-- EXTRAIT --
_____

XIXe siècle

L’art en exil

Par Maureen Marozeau · Le Journal des Arts

Le 31 mars 2006 - 521 mots

Quand Paris attirait la fine fleur des artistes américains.

 LONDRES - « Americans in Paris, 1860-1900 » ou l’époque de l’impérialisme culturel français. Celle où les artistes américains en herbe, privés d’écoles d’art et de collections publiques dignes de ce nom, s’exilaient à Paris pour s’imprégner d’un savoir artistique célébré de toutes parts. L’exposition printanière de la National Gallery de Londres se penche sur le travail de cette communauté, que l’on qualifiait alors de colonie.
La démarche n’échappe pas aux clichés. Paris est présentée en capitale de la douceur de vivre, mais aussi de la modernité, de la richesse culturelle et de la frénésie urbaine. Si l’attrait d’un tel cadre est incontestable, l’exposition passe trop vite sur un événement majeur de l’histoire américaine qui a, sans nul doute, donné le coup d’envoi à ce flot d’immigration. La guerre de Sécession (1861-1865) déchire le continent, faisant plus de 600 000 morts. Quoi de plus compréhensible que l’envie de se réfugier dans un pays en paix dont les mœurs sont autrement plus libérées ? Les jeunes hommes échappent à l’appel des drapeaux, et les jeunes femmes acquièrent l’indépendance désirée.

_____

-- CONSIGNE --
Recopiez mot pour mot le passage de l'extrait qui va de « XIXe siècle » jusqu'à « alors de colonie. » inclus. Servez-vous seulement de l'extrait.

-- DONNÉES EXTRAITES --
_____

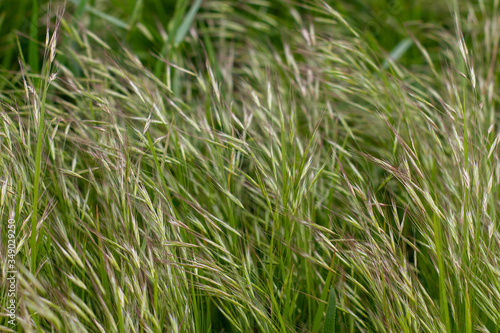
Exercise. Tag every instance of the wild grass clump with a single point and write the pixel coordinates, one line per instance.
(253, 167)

_____

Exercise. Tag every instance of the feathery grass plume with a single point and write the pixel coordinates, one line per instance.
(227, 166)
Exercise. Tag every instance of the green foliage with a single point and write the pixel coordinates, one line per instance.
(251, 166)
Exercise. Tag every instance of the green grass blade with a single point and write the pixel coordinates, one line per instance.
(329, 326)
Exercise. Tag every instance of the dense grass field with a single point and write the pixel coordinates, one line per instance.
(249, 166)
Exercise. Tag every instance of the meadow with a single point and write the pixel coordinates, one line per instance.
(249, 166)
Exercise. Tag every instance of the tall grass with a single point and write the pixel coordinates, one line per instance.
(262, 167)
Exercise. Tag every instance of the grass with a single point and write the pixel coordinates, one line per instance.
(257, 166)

_____

-- RÉSULTAT --
XIXe siècle

L’art en exil

Par Maureen Marozeau · Le Journal des Arts

Le 31 mars 2006 - 521 mots

Quand Paris attirait la fine fleur des artistes américains.

 LONDRES - « Americans in Paris, 1860-1900 » ou l’époque de l’impérialisme culturel français. Celle où les artistes américains en herbe, privés d’écoles d’art et de collections publiques dignes de ce nom, s’exilaient à Paris pour s’imprégner d’un savoir artistique célébré de toutes parts. L’exposition printanière de la National Gallery de Londres se penche sur le travail de cette communauté, que l’on qualifiait alors de colonie.